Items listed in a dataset
::::

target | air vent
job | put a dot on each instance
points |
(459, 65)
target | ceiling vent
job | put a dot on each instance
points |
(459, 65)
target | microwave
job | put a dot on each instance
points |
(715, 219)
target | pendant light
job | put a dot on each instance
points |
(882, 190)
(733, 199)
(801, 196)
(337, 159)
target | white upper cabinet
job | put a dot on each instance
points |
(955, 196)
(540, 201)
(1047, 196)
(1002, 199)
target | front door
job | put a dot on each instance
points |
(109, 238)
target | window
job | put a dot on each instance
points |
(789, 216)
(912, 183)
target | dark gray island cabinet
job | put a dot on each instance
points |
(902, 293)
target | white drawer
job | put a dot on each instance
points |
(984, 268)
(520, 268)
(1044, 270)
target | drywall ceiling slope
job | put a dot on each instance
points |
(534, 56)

::::

Exercise description:
Rewrite the entries above as a numbered list, leaving out any blank lines.

Solved exercise:
1. target | air vent
2. job | put a dot on each instance
3. points |
4. (459, 65)
5. target | ceiling vent
6. job | put a dot on each instance
7. points |
8. (459, 65)
9. target | microwave
10. job | put a dot on each instance
11. points |
12. (715, 219)
13. target | pendant light
14. job | put a dot on each instance
15. points |
16. (882, 190)
17. (733, 199)
18. (801, 196)
19. (337, 159)
20. target | white upper cabinet
21. job | put a dot on each instance
22. points |
23. (955, 196)
24. (540, 201)
25. (1047, 196)
26. (1002, 199)
27. target | front door
28. job | put a dot on each instance
29. points |
30. (109, 238)
31. target | window
32. job | put a dot on each instance
33. points |
34. (789, 216)
35. (912, 183)
36. target | dark gray island cabinet
37. job | put a dot on each instance
38. points |
39. (902, 293)
40. target | white drawer
41. job | put a dot on each instance
42. points |
43. (984, 268)
44. (520, 268)
45. (1044, 270)
46. target | drywall ceiling slope
47. job | put a dot on each instance
48. points |
49. (534, 56)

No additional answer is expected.